### What needs to be done
Return each line of the entries below that contains the string "nose". Case counts.

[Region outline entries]
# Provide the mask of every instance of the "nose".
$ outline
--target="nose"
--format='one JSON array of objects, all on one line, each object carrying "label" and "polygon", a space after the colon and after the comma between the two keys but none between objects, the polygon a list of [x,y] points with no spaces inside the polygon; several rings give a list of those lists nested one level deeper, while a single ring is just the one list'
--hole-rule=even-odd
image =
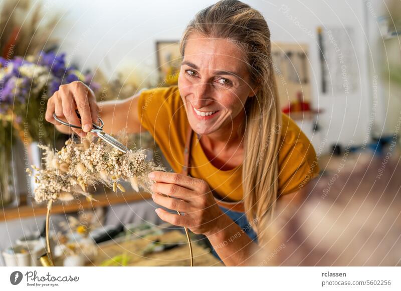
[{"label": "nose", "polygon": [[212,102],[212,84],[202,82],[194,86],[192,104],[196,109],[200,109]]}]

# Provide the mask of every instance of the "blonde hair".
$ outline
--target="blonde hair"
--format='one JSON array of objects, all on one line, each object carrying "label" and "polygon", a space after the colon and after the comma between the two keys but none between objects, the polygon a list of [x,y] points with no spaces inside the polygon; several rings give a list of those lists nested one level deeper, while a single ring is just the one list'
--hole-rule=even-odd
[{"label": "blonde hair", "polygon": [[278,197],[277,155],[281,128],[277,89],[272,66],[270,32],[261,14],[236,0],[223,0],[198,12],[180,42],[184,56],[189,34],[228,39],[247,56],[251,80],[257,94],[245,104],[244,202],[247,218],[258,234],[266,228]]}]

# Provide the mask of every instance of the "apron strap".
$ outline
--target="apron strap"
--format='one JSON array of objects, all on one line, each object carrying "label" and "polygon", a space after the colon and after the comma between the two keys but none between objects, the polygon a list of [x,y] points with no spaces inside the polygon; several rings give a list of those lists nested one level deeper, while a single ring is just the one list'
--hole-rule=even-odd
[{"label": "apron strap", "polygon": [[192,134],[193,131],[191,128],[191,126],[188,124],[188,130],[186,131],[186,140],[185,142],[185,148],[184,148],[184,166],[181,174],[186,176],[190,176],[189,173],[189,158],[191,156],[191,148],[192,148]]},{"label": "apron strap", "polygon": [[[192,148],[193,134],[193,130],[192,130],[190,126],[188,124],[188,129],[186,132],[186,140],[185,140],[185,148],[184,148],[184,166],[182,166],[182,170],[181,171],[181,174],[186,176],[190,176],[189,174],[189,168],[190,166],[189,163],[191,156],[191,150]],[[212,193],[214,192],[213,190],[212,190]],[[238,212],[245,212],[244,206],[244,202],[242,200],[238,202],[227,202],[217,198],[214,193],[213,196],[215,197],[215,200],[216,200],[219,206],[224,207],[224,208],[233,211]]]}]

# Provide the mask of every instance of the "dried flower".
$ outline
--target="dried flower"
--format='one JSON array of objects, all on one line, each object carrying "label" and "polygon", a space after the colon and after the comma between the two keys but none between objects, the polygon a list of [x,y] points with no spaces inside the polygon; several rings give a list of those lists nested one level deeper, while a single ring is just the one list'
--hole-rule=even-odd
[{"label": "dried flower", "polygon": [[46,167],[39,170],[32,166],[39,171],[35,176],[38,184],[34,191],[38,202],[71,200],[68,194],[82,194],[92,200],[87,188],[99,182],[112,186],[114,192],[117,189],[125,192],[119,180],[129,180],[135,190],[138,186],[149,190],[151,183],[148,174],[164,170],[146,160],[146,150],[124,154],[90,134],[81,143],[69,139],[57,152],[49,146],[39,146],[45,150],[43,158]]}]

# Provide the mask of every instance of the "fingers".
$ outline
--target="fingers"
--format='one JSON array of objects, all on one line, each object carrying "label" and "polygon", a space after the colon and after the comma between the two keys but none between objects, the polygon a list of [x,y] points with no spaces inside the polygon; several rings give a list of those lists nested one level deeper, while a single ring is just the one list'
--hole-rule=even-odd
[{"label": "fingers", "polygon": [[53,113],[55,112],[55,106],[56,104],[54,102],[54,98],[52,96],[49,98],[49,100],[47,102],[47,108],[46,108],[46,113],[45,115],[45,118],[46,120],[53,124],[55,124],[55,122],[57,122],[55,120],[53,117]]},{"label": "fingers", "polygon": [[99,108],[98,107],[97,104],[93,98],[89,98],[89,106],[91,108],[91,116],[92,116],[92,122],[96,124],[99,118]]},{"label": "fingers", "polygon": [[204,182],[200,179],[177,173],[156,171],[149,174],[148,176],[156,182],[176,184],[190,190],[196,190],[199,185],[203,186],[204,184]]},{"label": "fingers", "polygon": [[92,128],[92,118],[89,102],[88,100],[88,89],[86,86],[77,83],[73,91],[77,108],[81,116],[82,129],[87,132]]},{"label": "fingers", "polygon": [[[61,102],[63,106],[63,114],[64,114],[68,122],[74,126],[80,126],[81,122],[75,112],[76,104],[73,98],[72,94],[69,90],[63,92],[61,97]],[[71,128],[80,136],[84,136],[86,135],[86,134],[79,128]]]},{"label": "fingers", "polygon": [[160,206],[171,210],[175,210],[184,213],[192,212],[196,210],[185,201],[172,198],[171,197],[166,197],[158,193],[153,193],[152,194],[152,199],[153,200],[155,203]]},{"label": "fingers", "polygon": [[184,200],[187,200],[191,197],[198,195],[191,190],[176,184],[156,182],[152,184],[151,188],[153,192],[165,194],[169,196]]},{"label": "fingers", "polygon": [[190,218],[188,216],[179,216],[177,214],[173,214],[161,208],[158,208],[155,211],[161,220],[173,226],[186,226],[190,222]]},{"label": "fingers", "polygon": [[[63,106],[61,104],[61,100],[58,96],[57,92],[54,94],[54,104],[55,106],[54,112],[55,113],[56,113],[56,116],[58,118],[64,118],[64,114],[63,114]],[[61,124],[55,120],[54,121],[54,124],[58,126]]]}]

### Result of this exercise
# Provide the mask of every instance of the "nose".
--target="nose"
[{"label": "nose", "polygon": [[212,102],[212,84],[202,82],[194,86],[192,104],[196,109],[200,109]]}]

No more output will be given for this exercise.